Study text:
□ □ □

|Oats contain antioxidants (alkylrecorsinols) that may be cardioprotective.|
The antioxidant theory of cardiovascular disease suggests that systemic oxidative stress, caused by excessive free radical production, is the cause of cardiovascular disease. In particular, free radicals interfere with the production of nitric oxide in the endothelial lining of arteries and this causes a deficiency of nitric oxide. As nitric oxide is required for the dilation of arteries, free radical damage can inhibit arterial function and raise blood pressure.
Oats And Fibre
Oats appear to offer protection from cardiovascular disease. Traditionally this has been thought to be due to the presence of soluble fibre in oats. This fibre can decrease the absorption rate of glucose by creating a physical barrier along the absorptive surface of the small intestine. While much research supports the contention that the fibre content of oats is beneficial. oats are also a good source of antioxidants, which may confer cardioprotective benefits.
Alkylresorcinols are lipid polyphenols in oats. Structurally they are composed of a long aliphatic chains with a resorcinol polyphenolic head. Alkylresorcinols are also present in barley, rye and wheat, and possibly other cereal grains too. As consumption of oats rises, plasma levels of alkylresorcinols also rise, showing that they are absorbed and enter the blood. Like other polyphenols, it is likely that they then have biological effects.

□ □ □

Data for review:
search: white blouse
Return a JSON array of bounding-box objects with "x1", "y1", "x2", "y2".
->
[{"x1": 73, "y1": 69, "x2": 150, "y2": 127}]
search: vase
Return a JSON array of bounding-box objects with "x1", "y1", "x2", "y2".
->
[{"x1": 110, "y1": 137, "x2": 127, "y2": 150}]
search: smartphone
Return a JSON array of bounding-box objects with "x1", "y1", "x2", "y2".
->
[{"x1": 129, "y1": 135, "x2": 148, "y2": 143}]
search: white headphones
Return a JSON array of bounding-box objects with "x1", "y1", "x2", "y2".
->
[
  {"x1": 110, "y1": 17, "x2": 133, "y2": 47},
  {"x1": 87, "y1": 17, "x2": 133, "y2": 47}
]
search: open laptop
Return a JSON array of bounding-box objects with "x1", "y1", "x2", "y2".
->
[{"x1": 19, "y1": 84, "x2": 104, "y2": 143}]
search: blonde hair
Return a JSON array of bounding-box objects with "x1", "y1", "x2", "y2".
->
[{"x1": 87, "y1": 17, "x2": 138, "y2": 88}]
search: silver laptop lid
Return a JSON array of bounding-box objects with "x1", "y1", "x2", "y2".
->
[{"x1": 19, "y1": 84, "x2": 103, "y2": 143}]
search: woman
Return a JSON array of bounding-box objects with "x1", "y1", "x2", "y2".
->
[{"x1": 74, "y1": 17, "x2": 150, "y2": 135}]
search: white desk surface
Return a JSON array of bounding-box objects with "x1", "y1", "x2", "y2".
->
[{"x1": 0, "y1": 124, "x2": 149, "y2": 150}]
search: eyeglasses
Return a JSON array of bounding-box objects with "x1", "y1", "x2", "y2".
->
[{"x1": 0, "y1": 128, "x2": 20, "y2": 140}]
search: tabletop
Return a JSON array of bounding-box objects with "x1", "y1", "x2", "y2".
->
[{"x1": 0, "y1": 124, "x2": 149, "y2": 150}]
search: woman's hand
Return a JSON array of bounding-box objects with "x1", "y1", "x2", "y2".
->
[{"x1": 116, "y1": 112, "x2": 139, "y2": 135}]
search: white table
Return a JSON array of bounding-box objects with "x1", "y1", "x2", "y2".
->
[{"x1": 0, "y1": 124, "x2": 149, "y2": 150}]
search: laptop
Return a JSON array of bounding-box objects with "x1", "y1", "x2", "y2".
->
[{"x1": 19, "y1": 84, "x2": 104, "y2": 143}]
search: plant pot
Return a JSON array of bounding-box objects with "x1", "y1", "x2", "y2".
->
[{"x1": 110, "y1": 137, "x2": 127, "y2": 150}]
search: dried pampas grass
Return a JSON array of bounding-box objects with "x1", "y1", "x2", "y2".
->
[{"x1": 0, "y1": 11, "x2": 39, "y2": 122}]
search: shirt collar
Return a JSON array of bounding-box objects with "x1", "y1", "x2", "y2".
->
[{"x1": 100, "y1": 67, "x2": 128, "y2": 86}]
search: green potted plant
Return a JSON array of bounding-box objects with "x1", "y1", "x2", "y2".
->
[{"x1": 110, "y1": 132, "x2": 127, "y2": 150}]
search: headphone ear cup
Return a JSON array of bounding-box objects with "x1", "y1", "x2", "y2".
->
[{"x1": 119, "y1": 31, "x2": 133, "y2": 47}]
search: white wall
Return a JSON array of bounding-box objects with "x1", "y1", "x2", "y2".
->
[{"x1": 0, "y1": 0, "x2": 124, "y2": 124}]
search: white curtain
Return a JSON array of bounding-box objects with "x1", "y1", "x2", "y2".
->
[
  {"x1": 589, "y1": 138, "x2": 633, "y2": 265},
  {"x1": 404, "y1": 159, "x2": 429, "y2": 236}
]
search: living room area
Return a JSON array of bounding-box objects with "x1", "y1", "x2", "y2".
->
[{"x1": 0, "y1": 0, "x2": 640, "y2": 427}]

□ □ □

Your task: Decide whether each statement agrees with the oats text, answering yes or no and quoting the words from the text that settle it. 1. Alkylresorcinols occur in grains other than oats. 2. Nitric oxide causes arteries to narrow. 3. The soluble fibre in oats speeds up the absorption of glucose. The lines are separate material and are not part of the oats text.

Solution to this task:
1. Yes: "Alkylresorcinols are also present in barley, rye and wheat"
2. No: "nitric oxide is required for the dilation of arteries"
3. No: "This fibre can decrease the absorption rate of glucose"